***** Source material

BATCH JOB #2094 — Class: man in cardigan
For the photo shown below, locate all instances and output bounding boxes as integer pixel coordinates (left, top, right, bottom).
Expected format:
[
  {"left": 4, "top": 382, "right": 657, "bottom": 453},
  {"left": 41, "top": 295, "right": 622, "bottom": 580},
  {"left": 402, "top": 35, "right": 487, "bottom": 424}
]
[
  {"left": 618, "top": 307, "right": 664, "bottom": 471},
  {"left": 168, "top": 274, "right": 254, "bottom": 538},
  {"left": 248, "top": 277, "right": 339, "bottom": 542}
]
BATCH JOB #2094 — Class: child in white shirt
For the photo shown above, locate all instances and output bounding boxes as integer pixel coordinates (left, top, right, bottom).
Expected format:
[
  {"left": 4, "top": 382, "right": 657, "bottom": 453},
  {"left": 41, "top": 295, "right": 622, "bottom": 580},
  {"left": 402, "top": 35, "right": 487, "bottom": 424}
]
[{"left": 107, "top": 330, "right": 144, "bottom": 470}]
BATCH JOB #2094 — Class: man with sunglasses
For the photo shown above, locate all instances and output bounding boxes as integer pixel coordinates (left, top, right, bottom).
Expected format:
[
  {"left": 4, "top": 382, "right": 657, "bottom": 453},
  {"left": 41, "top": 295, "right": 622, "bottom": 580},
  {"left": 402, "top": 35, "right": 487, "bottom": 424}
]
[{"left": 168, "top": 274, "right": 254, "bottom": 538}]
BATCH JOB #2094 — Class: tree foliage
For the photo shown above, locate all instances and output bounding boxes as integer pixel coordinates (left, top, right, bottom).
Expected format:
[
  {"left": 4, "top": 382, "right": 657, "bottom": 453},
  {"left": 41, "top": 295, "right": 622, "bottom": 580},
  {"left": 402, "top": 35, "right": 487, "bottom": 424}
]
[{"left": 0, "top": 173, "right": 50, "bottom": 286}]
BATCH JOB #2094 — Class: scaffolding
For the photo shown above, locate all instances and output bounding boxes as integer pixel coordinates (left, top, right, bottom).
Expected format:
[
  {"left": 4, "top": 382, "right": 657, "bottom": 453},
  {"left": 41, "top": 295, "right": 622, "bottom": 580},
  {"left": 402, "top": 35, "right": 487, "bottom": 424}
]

**********

* _Task item_
The records above should be restated word for word, please.

* _Result_
BATCH JOB #2094 — Class: man in cardigan
For the photo shown below, locate all instances and output bounding boxes as integer pixel coordinates (left, top, right, bottom).
Expected format:
[
  {"left": 4, "top": 382, "right": 657, "bottom": 453},
  {"left": 41, "top": 295, "right": 622, "bottom": 580},
  {"left": 402, "top": 35, "right": 487, "bottom": 424}
]
[
  {"left": 618, "top": 307, "right": 664, "bottom": 471},
  {"left": 168, "top": 274, "right": 254, "bottom": 538},
  {"left": 248, "top": 277, "right": 339, "bottom": 542}
]
BATCH JOB #2094 — Class: child in white shirt
For the photo shown above, locate all instances and output bounding boxes as integer pixel coordinates (left, top, right, bottom).
Expected format:
[
  {"left": 4, "top": 382, "right": 657, "bottom": 453},
  {"left": 41, "top": 295, "right": 622, "bottom": 580},
  {"left": 402, "top": 35, "right": 487, "bottom": 424}
]
[{"left": 107, "top": 330, "right": 144, "bottom": 470}]
BATCH JOB #2094 — Class: man with sunglasses
For the photo shown above, locate all instances and output bounding boxes as integer pixel coordinates (left, top, right, bottom).
Expected format:
[
  {"left": 4, "top": 382, "right": 657, "bottom": 453},
  {"left": 41, "top": 295, "right": 622, "bottom": 580},
  {"left": 402, "top": 35, "right": 487, "bottom": 424}
]
[{"left": 168, "top": 274, "right": 254, "bottom": 538}]
BATCH JOB #2094 — Class: tree foliage
For the photo shown above, locate all instances and output bounding boxes as integer pixel coordinates (left, top, right, bottom).
Expected format:
[
  {"left": 4, "top": 382, "right": 657, "bottom": 453},
  {"left": 41, "top": 295, "right": 622, "bottom": 580},
  {"left": 402, "top": 35, "right": 487, "bottom": 424}
]
[{"left": 0, "top": 173, "right": 50, "bottom": 286}]
BATCH JOB #2094 — Class: scaffolding
For the photo shown above, locate all instances and output bounding boxes as integer pixel coordinates (left, top, right, bottom).
Expected format:
[
  {"left": 4, "top": 382, "right": 657, "bottom": 453},
  {"left": 41, "top": 295, "right": 622, "bottom": 580},
  {"left": 402, "top": 35, "right": 487, "bottom": 424}
]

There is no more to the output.